## Task instructions
Your task is to copy each line of the records that includes the string "stone".
■ ■ ■ ■
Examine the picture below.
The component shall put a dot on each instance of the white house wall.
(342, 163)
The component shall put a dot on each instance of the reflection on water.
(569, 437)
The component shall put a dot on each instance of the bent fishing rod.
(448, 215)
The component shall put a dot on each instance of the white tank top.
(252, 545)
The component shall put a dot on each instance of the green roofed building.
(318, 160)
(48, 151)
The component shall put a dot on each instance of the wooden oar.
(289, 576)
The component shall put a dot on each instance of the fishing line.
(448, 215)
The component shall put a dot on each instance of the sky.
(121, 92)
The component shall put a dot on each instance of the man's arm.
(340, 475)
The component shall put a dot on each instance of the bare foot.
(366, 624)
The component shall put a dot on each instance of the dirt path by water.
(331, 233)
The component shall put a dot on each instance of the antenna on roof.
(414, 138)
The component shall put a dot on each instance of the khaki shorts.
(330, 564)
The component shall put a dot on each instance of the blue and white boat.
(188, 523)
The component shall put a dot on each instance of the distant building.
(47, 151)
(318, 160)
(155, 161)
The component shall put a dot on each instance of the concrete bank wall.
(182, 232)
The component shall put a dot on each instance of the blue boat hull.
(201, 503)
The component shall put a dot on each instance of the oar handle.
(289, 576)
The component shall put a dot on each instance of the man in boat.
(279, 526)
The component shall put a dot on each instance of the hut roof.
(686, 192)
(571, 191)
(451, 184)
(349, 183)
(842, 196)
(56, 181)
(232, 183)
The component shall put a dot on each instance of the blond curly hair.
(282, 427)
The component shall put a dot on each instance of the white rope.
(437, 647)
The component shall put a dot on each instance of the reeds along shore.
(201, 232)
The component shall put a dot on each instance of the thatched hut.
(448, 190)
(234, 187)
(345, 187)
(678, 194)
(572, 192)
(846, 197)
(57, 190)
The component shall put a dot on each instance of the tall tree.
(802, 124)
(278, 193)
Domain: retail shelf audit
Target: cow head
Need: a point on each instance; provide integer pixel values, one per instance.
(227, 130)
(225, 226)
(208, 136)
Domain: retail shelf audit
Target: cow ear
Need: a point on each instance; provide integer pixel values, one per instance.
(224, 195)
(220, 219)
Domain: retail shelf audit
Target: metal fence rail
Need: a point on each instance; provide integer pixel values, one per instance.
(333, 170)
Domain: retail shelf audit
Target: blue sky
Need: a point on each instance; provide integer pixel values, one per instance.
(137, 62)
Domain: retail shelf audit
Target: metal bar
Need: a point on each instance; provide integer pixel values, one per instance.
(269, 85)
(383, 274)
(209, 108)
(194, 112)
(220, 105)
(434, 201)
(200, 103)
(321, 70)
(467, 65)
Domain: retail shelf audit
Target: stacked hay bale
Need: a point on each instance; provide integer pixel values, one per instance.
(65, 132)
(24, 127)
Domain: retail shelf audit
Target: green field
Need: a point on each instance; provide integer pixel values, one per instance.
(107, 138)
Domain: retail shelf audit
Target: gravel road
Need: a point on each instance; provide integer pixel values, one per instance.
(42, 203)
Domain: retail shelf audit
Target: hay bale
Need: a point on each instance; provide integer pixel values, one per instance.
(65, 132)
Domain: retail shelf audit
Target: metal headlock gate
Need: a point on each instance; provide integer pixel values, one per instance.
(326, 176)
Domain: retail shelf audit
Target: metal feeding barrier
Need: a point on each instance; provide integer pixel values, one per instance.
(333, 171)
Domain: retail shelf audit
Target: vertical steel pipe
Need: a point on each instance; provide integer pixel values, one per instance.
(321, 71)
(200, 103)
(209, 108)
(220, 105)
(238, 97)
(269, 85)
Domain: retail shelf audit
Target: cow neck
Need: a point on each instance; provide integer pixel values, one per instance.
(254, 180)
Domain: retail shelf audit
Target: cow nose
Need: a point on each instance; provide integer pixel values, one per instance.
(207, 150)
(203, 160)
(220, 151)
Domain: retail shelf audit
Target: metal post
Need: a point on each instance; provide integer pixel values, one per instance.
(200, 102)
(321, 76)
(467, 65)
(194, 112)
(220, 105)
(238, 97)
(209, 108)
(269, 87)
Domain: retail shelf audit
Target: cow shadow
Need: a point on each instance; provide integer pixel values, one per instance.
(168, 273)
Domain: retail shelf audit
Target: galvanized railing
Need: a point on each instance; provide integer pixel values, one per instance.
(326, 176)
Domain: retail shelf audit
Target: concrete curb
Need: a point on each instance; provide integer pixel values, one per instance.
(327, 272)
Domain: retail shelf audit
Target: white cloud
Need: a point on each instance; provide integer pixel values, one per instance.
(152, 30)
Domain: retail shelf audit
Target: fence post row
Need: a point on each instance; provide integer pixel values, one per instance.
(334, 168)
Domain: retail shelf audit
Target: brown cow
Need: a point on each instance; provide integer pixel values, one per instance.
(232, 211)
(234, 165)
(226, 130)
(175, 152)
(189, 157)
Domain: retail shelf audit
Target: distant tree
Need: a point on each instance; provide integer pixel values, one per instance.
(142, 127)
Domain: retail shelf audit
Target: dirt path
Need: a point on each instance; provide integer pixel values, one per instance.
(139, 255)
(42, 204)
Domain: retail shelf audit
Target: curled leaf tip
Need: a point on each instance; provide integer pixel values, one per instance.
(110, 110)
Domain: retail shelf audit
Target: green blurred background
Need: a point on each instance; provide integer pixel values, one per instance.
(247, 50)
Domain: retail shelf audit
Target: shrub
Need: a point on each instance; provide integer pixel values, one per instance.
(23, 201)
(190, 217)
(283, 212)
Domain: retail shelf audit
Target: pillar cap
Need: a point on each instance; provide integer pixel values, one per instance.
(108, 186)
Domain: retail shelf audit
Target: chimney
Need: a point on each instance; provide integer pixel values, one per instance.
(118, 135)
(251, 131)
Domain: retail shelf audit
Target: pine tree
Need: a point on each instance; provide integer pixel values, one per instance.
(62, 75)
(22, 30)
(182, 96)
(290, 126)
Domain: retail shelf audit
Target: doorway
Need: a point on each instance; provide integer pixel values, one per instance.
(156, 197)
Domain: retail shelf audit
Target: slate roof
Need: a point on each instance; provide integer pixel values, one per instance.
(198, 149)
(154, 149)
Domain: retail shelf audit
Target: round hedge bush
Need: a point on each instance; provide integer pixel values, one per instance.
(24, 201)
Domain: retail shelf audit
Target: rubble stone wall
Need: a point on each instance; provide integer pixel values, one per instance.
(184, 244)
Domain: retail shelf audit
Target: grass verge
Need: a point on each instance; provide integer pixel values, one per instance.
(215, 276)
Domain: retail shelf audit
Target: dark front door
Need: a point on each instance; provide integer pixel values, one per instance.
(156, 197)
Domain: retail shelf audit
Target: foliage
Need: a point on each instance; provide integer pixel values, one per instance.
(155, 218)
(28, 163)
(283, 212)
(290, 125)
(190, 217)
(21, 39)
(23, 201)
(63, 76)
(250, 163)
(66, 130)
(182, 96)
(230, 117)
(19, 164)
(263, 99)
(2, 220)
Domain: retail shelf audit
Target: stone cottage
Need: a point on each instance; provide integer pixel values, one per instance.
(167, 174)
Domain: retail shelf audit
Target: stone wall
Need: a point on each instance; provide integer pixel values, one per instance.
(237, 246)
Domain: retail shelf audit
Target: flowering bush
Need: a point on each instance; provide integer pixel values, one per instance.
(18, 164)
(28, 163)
■ ■ ■ ■
## Solution to this problem
Target: rubble stone wall
Target: stone cottage
Target: stone wall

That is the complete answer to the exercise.